Dataset items

:::

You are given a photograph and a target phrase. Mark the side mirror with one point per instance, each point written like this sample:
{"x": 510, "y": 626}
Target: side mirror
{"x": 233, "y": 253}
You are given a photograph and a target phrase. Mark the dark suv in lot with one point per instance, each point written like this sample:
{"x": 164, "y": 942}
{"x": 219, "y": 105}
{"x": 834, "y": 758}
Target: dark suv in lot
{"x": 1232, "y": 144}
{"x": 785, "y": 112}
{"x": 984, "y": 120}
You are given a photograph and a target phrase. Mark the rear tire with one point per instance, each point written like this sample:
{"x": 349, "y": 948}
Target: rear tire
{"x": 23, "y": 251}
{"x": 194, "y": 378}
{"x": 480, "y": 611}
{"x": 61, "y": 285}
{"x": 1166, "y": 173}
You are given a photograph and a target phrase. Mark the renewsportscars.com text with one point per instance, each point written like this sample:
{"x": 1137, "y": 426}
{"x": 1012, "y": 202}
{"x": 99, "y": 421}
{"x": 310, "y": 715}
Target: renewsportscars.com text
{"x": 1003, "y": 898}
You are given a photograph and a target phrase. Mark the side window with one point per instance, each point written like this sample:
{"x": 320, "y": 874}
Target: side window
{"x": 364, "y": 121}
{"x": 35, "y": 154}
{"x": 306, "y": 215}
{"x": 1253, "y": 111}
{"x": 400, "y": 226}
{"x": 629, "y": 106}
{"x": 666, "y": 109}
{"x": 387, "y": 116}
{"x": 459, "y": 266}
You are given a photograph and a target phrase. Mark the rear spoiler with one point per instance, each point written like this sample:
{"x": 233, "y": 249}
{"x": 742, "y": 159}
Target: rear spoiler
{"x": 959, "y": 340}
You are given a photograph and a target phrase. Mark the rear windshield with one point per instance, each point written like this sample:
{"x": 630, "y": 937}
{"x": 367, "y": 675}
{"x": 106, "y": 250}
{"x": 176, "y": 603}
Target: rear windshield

:::

# WHAT TO DO:
The reply should consist of the records, reproduced exactly.

# REPLY TO THE EXERCISE:
You are given a photograph and a target phrase. Mark the side mirror with one point per instance, each point written like this sample:
{"x": 510, "y": 626}
Target: side mirror
{"x": 233, "y": 253}
You are given a photograph and a target phrase. Mark the dark suv in lot with one point per instance, each point written like this sample:
{"x": 164, "y": 942}
{"x": 219, "y": 105}
{"x": 834, "y": 758}
Target: dark suv in lot
{"x": 1232, "y": 144}
{"x": 785, "y": 112}
{"x": 984, "y": 120}
You are given a photograph and a target phrase. Mark the rear tire with one point per instance, each point written like this sample:
{"x": 349, "y": 948}
Target: rear tire
{"x": 23, "y": 251}
{"x": 194, "y": 378}
{"x": 480, "y": 611}
{"x": 61, "y": 285}
{"x": 1166, "y": 173}
You are given a photograph and a target phrase. Mark the renewsportscars.com text with one point per instance, each point written like this sample:
{"x": 1137, "y": 426}
{"x": 1012, "y": 202}
{"x": 99, "y": 421}
{"x": 310, "y": 715}
Target: renewsportscars.com text
{"x": 1003, "y": 898}
You are given a photograph and a target phrase. Mark the side window with one point per instance, each point written like this sample:
{"x": 320, "y": 874}
Target: side window
{"x": 364, "y": 121}
{"x": 35, "y": 154}
{"x": 306, "y": 215}
{"x": 1253, "y": 111}
{"x": 400, "y": 226}
{"x": 629, "y": 106}
{"x": 666, "y": 109}
{"x": 387, "y": 116}
{"x": 459, "y": 266}
You are given a photograph and a target phrase. Mark the rear spoiler with one point per instance, each point written like this sample:
{"x": 233, "y": 249}
{"x": 742, "y": 159}
Target: rear spoiler
{"x": 959, "y": 340}
You are given a photograph and a target phrase. Mark the rear windshield with one point per instance, each point written like this sample:
{"x": 630, "y": 937}
{"x": 367, "y": 675}
{"x": 106, "y": 250}
{"x": 176, "y": 603}
Target: rear windshield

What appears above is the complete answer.